**TASKS FOR THIS EXERCISE**
[1] What does the Document Classification Assistant guide say, summed up in three sentences?
[2] Print the part of the Document Classification Assistant guide starting with "2.2 Configuration" and going on through "Select + Add.".

**DOCUMENT**

- - - - -

Skip to main content
Skip table of contents

Configuring AI Powered Document Classification in WebApps

1. Overview

The Document Classification Assistant (DCA) is a tool designed to classify documents specific to customer requirements. It enhances document management within your existing web applications by enabling automated sorting and categorization based on custom-trained models. This assistant can be integrated into your system seamlessly, building on the customer's specific document types.

2. Integration and Setup

2.1 Installation

The DCA is installed as part of the Web Apps Install package but is licensed separately from RIA. Initially, it operates in a minimal state ("brain dead") until it is configured and trained on the customer’s specific document types.

2.2 Configuration

  1. Go to the App Pages Tab and Select App Page from the green drop-down button → Select DCAPage - Document Classification Assistant

    Screenshot 2024-10-21 at 2.46.13 pm.png

  1. Give your DCA page a Name and Description.

    Screenshot 2024-10-21 at 2.48.47 pm.png

  2. To add a classification type, go to the categories tab and Select + Add.

    Screenshot 2024-10-21 at 2.50.54 pm.png

     

  3. Name the Classification type (e.g fallen tree)

Screenshot 2024-10-21 at 2.54.02 pm.png
  1. Under Queue Selection you will need to select the Page you would like to send classified documents to. You have three options:

Choice

Explanation

Simple

Allows you to select a pre-configured RIA Page from the drop-down menu

Manual

Allows you to manually enter either a page name or ID

Ignore

Allows you to not select a page.

- - - - -

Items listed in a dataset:
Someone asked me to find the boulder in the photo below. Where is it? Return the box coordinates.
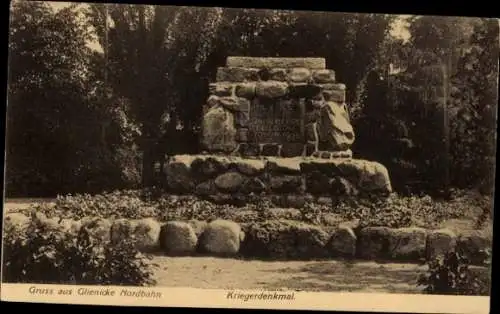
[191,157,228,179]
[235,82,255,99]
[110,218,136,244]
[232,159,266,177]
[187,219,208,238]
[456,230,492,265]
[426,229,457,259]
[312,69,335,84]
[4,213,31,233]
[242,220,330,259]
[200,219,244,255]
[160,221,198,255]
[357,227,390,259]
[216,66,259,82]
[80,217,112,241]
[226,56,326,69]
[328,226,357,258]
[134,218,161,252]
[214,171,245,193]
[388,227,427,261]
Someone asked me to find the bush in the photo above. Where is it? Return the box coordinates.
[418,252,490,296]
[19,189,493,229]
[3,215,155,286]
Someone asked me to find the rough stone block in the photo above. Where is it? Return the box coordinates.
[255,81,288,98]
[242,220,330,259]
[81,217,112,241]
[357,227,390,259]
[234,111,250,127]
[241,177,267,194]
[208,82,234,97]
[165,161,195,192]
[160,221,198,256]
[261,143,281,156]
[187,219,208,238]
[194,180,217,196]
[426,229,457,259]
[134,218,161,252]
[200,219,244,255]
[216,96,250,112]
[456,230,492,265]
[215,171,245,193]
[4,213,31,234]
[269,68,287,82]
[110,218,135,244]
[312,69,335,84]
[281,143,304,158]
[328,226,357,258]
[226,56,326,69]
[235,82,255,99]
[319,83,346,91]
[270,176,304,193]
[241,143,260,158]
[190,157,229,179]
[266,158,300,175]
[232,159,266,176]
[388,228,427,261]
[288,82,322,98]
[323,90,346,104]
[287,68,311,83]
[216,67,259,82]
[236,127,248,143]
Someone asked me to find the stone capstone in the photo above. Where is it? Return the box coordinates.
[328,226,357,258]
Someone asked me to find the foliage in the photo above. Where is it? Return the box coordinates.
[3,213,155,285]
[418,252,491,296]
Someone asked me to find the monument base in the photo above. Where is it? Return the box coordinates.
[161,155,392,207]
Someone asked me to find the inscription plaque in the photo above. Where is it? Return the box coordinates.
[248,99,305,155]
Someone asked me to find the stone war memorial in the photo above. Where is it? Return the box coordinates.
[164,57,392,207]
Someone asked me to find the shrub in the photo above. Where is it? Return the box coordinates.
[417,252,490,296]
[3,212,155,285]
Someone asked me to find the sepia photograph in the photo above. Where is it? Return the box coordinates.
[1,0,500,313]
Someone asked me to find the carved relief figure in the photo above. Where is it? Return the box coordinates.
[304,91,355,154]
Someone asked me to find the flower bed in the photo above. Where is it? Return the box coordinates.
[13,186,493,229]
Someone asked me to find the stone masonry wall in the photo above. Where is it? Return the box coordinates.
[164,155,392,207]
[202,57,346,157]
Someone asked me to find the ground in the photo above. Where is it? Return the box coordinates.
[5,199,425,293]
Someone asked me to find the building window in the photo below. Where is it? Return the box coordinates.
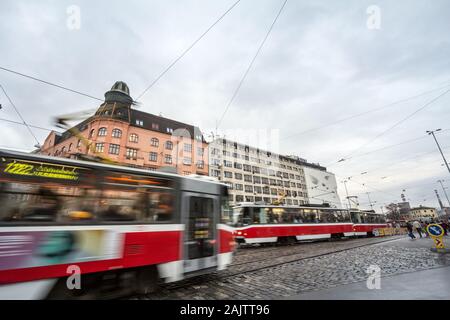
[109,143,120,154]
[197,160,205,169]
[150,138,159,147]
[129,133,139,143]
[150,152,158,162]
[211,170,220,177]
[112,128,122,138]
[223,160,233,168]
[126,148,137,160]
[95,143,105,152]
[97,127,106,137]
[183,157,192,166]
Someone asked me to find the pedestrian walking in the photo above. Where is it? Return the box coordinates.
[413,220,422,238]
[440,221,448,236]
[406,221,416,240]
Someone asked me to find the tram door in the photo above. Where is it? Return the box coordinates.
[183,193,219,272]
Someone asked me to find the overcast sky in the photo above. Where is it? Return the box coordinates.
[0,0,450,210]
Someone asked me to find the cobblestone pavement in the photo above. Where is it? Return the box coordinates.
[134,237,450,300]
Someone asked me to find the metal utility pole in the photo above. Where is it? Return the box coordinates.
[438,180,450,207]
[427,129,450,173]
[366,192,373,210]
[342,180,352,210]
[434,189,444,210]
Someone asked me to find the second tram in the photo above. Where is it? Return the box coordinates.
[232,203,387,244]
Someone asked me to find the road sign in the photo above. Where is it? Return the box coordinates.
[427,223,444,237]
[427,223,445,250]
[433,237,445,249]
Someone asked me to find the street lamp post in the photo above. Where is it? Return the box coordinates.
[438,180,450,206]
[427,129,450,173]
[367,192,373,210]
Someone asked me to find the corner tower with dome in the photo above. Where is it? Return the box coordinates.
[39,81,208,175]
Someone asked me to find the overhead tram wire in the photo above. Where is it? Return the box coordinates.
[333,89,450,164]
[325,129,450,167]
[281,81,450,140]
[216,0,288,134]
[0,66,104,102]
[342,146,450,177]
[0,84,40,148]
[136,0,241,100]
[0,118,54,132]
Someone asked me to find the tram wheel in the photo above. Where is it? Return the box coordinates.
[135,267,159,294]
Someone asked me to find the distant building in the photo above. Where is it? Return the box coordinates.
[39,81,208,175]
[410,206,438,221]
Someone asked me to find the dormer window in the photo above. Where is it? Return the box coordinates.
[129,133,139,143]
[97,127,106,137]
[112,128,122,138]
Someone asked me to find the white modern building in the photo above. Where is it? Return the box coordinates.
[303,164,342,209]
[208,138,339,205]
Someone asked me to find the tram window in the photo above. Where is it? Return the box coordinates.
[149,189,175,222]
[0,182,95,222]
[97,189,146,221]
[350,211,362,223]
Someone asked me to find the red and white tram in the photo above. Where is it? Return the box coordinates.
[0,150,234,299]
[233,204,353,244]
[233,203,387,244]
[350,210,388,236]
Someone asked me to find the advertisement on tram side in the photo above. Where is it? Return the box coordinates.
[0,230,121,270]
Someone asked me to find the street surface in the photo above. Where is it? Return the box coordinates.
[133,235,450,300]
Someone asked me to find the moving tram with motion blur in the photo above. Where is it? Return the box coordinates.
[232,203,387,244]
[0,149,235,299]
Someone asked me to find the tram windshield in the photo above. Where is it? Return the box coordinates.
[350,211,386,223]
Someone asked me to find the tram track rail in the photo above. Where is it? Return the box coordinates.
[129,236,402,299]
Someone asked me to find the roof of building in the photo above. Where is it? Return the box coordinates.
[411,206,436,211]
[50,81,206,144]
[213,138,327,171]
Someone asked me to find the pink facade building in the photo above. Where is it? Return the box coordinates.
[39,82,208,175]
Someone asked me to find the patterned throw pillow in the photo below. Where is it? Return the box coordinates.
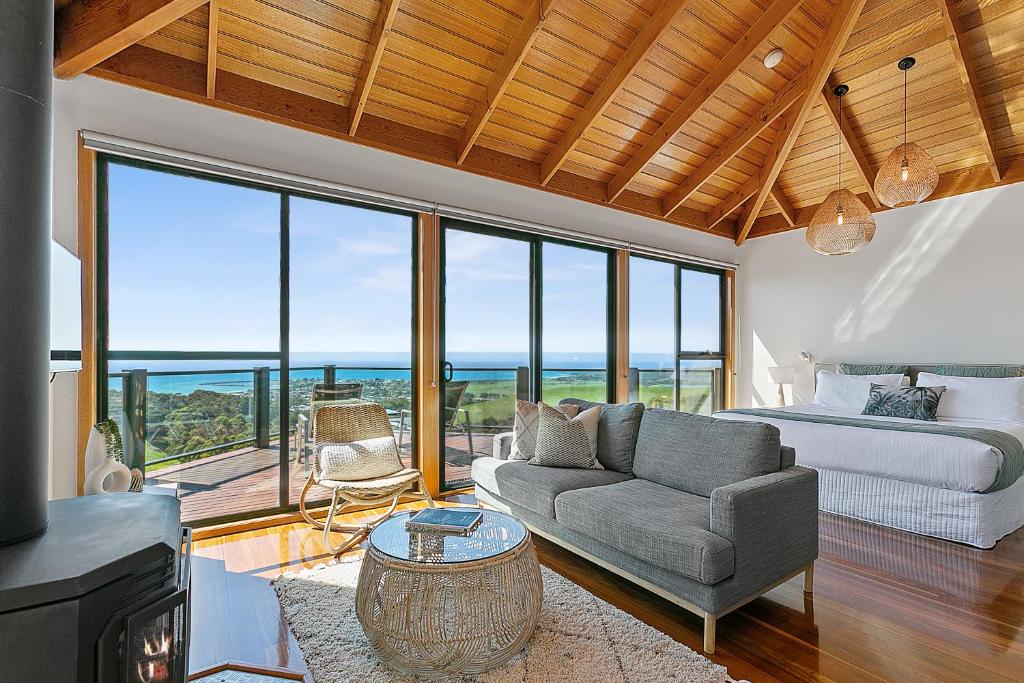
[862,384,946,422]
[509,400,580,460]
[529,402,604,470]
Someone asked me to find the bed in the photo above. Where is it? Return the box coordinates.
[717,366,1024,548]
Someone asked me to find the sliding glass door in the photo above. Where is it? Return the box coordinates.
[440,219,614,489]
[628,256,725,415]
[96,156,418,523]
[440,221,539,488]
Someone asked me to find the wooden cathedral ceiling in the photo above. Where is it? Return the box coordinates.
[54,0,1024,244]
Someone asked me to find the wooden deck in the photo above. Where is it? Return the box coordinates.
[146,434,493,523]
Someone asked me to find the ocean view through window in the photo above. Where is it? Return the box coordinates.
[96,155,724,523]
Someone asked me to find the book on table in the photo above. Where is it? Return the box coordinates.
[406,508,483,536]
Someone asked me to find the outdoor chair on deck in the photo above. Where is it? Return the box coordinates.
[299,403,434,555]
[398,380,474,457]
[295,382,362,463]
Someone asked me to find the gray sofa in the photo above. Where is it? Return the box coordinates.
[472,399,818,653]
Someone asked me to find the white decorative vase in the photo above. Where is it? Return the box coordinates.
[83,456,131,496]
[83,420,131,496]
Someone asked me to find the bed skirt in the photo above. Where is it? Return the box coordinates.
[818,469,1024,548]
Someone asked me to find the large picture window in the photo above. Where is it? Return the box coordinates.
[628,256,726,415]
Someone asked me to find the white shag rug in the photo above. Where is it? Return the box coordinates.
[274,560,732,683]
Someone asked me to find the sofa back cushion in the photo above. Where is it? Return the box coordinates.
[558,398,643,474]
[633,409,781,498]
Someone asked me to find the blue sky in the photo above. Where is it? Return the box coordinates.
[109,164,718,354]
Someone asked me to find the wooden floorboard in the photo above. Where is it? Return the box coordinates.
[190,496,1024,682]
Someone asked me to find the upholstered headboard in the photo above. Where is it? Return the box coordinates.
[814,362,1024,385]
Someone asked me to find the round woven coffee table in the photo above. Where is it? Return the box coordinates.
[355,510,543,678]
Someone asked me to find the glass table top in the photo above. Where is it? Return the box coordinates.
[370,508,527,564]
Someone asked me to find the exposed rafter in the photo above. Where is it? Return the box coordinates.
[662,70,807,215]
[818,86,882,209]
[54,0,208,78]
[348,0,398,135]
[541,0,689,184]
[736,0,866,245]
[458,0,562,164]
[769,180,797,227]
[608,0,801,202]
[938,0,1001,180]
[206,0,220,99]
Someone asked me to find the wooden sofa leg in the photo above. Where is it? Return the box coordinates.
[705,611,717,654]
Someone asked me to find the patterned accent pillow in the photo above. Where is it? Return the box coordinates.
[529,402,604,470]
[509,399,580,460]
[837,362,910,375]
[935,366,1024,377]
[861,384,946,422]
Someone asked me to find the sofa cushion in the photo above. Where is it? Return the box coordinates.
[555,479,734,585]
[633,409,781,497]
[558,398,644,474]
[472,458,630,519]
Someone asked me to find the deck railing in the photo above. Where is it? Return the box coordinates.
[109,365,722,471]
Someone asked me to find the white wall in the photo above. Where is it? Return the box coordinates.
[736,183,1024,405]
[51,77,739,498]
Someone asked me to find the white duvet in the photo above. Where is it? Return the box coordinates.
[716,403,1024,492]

- - - - -

**LIST OF SOLUTIONS**
[1] The Document Classification Assistant (DCA) classifies documents according to customer requirements, sorting and categorizing them automatically with custom-trained models inside existing web applications. It comes with the Web Apps Install package but is licensed separately from RIA, and it stays in a minimal "brain dead" state until it is configured and trained on the customer's document types. Configuration involves choosing the DCAPage from the App Pages tab, naming and describing it, adding classification types under the categories tab, and picking a Queue Selection option of Simple, Manual, or Ignore for where classified documents go.

[2]
2.2 Configuration

  1. Go to the App Pages Tab and Select App Page from the green drop-down button → Select DCAPage - Document Classification Assistant

    Screenshot 2024-10-21 at 2.46.13 pm.png

  1. Give your DCA page a Name and Description.

    Screenshot 2024-10-21 at 2.48.47 pm.png

  2. To add a classification type, go to the categories tab and Select + Add.